What is needed here is an exact reprint of every record below.

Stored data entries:

--- START ---

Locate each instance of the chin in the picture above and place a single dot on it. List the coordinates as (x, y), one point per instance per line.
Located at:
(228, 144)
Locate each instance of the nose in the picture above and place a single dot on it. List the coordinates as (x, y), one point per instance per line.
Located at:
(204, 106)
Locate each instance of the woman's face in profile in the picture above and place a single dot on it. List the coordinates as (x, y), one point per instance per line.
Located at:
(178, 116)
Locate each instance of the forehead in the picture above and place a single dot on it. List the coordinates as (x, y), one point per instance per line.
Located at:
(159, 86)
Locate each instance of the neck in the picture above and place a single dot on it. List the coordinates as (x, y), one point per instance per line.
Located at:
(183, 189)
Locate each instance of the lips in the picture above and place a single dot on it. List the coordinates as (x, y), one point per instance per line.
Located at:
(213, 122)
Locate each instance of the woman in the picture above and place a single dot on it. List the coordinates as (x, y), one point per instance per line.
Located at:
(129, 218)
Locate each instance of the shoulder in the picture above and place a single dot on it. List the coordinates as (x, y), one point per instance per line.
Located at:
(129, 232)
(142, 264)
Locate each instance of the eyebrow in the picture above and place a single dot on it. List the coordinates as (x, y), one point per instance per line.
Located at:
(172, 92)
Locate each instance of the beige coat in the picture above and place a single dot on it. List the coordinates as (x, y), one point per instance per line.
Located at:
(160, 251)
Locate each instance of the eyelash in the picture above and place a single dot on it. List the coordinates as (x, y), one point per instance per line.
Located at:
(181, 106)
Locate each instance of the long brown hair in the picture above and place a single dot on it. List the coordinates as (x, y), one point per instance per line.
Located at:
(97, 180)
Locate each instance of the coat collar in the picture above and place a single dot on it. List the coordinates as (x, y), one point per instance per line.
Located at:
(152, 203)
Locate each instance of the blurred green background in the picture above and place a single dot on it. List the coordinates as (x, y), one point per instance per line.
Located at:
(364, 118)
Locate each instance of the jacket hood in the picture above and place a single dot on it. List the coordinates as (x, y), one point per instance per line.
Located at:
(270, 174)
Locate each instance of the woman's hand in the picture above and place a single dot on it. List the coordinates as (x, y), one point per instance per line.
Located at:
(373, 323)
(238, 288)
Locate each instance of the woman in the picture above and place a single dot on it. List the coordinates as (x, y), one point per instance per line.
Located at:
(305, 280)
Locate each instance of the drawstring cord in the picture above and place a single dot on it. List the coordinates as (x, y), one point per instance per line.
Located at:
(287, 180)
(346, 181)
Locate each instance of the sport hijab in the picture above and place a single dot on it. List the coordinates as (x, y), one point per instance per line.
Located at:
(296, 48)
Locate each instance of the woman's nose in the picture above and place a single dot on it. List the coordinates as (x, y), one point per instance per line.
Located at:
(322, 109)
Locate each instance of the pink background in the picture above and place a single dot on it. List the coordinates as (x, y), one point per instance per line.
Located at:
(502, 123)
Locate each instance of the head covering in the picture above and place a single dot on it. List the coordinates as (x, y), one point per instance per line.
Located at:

--- END ---

WRITTEN REPLY –
Locate each instance of the chin in the picture above and place a single dot on it. List the coordinates as (x, y), one point per instance per line.
Located at:
(228, 144)
Locate each instance of the nose in the picture above and place a single dot on it. List the coordinates as (x, y), one point per instance per line.
Located at:
(204, 106)
Locate each instance of the woman's face in profile in the picture above and place a single dot on it. List the coordinates as (x, y), one point per instance per line.
Located at:
(178, 116)
Locate each instance of the forehead in the picture above and place a single dot on it. List the coordinates as (x, y), one point per instance per line.
Located at:
(159, 86)
Locate each instance of the neck in the picture above and place a single dot on it. List the coordinates as (x, y), one point per instance per line.
Located at:
(183, 189)
Locate each instance of the lips in the picture above and place a single dot on it. List the coordinates as (x, y), one point per instance per line.
Located at:
(213, 122)
Locate each instance of the woman in the picture above and place a single dot on it. List the coordinates as (x, y), one point per instance per line.
Located at:
(129, 218)
Locate each instance of the shoulder in the picture above and place a single dot on it. List the coordinates as (x, y), one point per instance per line.
Located at:
(129, 232)
(142, 264)
Locate each instance of the eyebrow in the picture above and place a single dot on it. List the coordinates as (x, y), one point per instance per line.
Located at:
(172, 92)
Locate each instance of the beige coat in the picture above and place a single dot on it. List the coordinates as (x, y), one point per instance per line.
Located at:
(160, 251)
Locate each instance of the eyelash in the picture above and place a single dot on it. List the coordinates as (x, y), one point per instance per line.
Located at:
(181, 106)
Locate each instance of the long brown hair in the picture above and place a single dot on it. List the coordinates as (x, y), one point per instance per line.
Located at:
(97, 180)
Locate each instance of the coat collar in the picture above and place a single dot on it. List the coordinates as (x, y), one point per instance per line.
Located at:
(152, 203)
Locate each instance of the blurred green background in the picture above and place a single dot on it. List the coordinates as (x, y), one point per instance per line.
Located at:
(364, 118)
Locate each instance of the jacket hood in the picture above and place a single dot on it. List the coordinates as (x, y), one point per instance per line.
Located at:
(270, 174)
Locate each instance of the woman's hand in the picture above and place a single dot on it. List the coordinates as (x, y), one point per instance per line.
Located at:
(373, 323)
(238, 288)
Locate each instance of the woman in the picture above and place a single dot on it. List the coordinates as (x, y), one point per instance per line.
Located at:
(305, 280)
Locate each instance of the drawstring cord in the picture above and place a single dot on it. List the coordinates as (x, y), one point per instance per line.
Located at:
(287, 180)
(346, 181)
Locate each instance of the sport hijab in the picture above and place a single dot on it. List the coordinates as (x, y), one point per instance per line.
Located at:
(296, 48)
Locate each instance of the woman's nose in the picture above and place a single dot on it. List the coordinates as (x, y), one point per instance per line.
Located at:
(322, 109)
Locate each instance of the pink background in the picture above and place a single dot on it. List the coordinates as (x, y), one point per instance per line.
Located at:
(502, 123)
Locate each instance of the head covering in the picture above and place a single dot on it. List the coordinates as (x, y), one point per instance per line.
Located at:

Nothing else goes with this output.